Directions – Print the following records verbatim, from the start of the records through the line containing "pixel 238 304", both ends inclusive, and omit the pictures from your answer.

Provided data –
* Begin *
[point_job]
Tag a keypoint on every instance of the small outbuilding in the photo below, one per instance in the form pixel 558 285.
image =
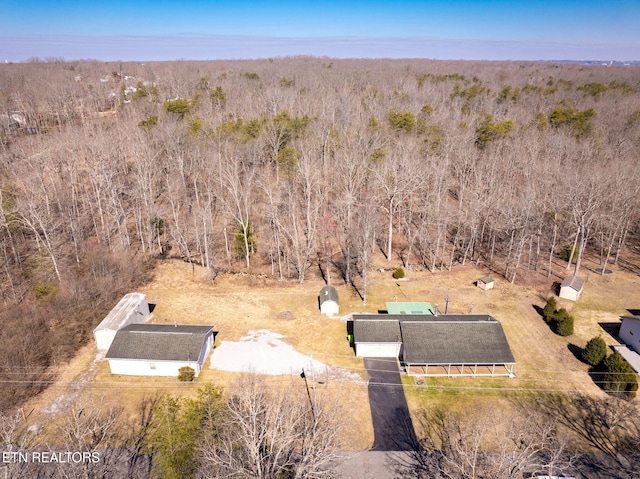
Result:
pixel 571 288
pixel 328 299
pixel 133 308
pixel 159 349
pixel 486 283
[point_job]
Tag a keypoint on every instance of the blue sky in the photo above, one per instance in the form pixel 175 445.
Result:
pixel 202 29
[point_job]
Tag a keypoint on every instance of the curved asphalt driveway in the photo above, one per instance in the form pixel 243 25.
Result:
pixel 392 426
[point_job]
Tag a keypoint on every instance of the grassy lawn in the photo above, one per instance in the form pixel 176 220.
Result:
pixel 237 304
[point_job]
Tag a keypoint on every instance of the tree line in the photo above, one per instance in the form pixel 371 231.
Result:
pixel 299 166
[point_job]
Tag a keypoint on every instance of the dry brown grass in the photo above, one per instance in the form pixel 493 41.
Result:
pixel 236 304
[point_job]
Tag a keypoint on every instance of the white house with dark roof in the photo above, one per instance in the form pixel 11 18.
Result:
pixel 159 349
pixel 571 288
pixel 133 308
pixel 376 336
pixel 447 345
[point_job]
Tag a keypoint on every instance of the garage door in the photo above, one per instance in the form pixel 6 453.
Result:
pixel 377 350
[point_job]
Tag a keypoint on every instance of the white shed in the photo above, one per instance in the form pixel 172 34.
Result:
pixel 328 299
pixel 159 349
pixel 132 309
pixel 486 283
pixel 571 288
pixel 630 332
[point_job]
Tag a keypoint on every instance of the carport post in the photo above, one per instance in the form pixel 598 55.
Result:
pixel 303 376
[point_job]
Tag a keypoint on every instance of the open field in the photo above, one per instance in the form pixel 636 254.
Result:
pixel 237 304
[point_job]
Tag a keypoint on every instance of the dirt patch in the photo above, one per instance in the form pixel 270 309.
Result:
pixel 266 352
pixel 238 304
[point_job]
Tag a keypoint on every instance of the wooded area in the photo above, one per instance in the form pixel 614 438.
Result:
pixel 297 166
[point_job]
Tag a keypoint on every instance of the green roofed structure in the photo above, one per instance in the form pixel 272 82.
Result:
pixel 409 308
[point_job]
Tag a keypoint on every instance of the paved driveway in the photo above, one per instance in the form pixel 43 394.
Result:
pixel 392 426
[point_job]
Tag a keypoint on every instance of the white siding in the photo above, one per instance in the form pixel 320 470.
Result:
pixel 630 333
pixel 377 350
pixel 138 367
pixel 329 308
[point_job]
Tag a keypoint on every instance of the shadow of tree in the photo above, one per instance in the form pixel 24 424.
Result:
pixel 609 425
pixel 576 351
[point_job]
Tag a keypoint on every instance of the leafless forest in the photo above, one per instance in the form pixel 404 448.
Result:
pixel 297 166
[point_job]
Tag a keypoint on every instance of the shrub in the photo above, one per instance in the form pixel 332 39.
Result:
pixel 398 273
pixel 620 378
pixel 595 351
pixel 186 374
pixel 563 323
pixel 180 106
pixel 549 310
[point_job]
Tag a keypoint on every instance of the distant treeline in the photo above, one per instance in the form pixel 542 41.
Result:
pixel 293 164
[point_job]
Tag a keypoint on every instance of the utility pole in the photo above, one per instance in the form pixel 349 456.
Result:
pixel 303 376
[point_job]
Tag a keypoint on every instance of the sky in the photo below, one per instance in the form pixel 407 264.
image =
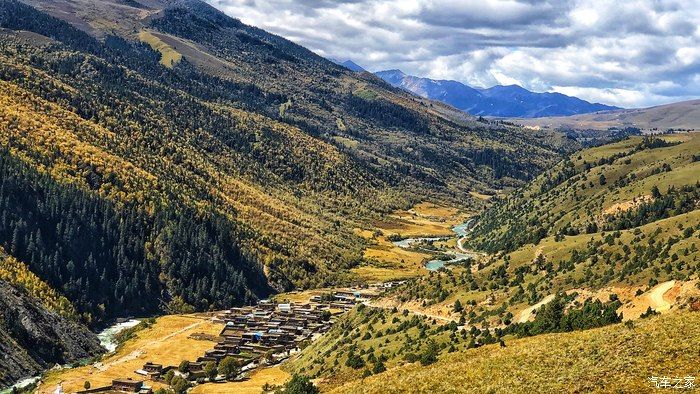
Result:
pixel 623 53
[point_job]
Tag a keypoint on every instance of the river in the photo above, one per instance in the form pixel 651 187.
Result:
pixel 107 336
pixel 107 340
pixel 460 254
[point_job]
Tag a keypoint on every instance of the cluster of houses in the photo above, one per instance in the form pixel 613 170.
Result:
pixel 265 333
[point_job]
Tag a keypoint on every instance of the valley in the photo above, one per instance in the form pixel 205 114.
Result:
pixel 192 204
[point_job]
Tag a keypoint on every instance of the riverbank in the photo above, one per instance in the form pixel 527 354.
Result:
pixel 396 260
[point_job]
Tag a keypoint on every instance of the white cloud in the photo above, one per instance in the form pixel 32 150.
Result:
pixel 632 53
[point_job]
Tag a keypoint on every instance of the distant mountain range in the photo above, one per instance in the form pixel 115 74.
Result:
pixel 505 101
pixel 680 116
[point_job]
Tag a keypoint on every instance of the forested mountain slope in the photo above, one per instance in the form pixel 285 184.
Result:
pixel 212 163
pixel 37 326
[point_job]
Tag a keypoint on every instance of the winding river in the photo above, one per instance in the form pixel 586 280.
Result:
pixel 460 253
pixel 107 336
pixel 107 339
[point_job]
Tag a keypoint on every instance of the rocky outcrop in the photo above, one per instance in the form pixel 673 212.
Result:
pixel 33 338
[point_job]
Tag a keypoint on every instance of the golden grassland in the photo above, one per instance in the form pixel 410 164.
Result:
pixel 18 274
pixel 165 342
pixel 391 262
pixel 611 359
pixel 169 56
pixel 252 385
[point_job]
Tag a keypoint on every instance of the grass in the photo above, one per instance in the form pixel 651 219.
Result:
pixel 610 359
pixel 166 342
pixel 169 56
pixel 252 385
pixel 390 262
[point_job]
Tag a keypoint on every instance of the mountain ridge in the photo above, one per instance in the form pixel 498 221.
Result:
pixel 499 100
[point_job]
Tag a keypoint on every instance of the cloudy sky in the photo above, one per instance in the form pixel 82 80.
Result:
pixel 625 53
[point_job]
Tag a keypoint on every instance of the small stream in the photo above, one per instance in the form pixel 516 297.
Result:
pixel 460 231
pixel 107 336
pixel 107 340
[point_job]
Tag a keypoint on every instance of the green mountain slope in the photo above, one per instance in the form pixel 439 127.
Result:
pixel 213 163
pixel 612 359
pixel 624 212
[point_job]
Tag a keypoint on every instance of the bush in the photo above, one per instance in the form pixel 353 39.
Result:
pixel 300 385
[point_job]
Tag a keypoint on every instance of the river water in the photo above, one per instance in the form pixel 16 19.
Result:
pixel 460 231
pixel 107 340
pixel 107 336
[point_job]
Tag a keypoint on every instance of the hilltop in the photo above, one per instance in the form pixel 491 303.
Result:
pixel 607 236
pixel 681 116
pixel 201 133
pixel 619 358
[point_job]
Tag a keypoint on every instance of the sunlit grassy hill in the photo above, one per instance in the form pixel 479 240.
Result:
pixel 624 213
pixel 613 359
pixel 238 162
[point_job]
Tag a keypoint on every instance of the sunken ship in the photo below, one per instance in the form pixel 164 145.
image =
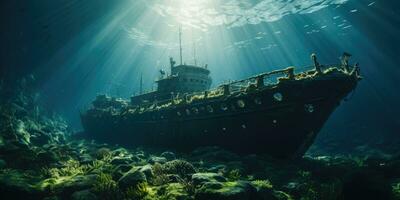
* End *
Result of the exercise –
[point_job]
Tag a keypoint on every instance of the small outbuilding in the photo below, one per instance in the form pixel 558 285.
image =
Result:
pixel 571 288
pixel 328 299
pixel 133 308
pixel 159 349
pixel 486 283
[point_job]
Tag a keypoint on every instance of the blue sky in the photo above, one per instance in the form pixel 175 445.
Result:
pixel 202 29
[point_job]
Tag a keypoint on every instance of the curved asphalt driveway in the photo above, one per instance in the form pixel 243 25.
Result:
pixel 392 426
[point_job]
Tag a keypoint on every instance of the grassy lawn in the photo above, one per instance in the form pixel 176 220.
Result:
pixel 237 304
[point_job]
Tag a keypoint on every instance of the tree line in the photo above, one per instance in the form pixel 371 231.
Result:
pixel 299 166
[point_job]
Tag a keypoint on every instance of the dry brown grass in the photo above, one per instance in the form pixel 493 41.
Result:
pixel 236 304
[point_job]
Tag a keypoint on every instance of the white house with dark roof in the photo above, one per instance in the form pixel 11 18.
Result:
pixel 159 349
pixel 571 288
pixel 133 308
pixel 376 336
pixel 447 345
[point_job]
Tag a keypoint on every instance of the garage door in the photo above, one per instance in the form pixel 6 453.
Result:
pixel 377 350
[point_job]
Tag a keypoint on every instance of the white shed in the photo above, one per instance in the form pixel 172 34.
Result:
pixel 328 299
pixel 159 349
pixel 132 309
pixel 486 283
pixel 571 288
pixel 630 332
[point_job]
Tag a keypoint on every instance of the carport post in the photo above, one per instance in the form pixel 598 55.
Result:
pixel 303 376
[point_job]
Tag a keypoint on every instance of the open field in the photo above, one per instance in the form pixel 636 254.
Result:
pixel 237 304
[point_job]
Tag a keypoint on every instance of the dirt patch in the photo above, one per instance in the form pixel 270 309.
Result:
pixel 266 352
pixel 238 304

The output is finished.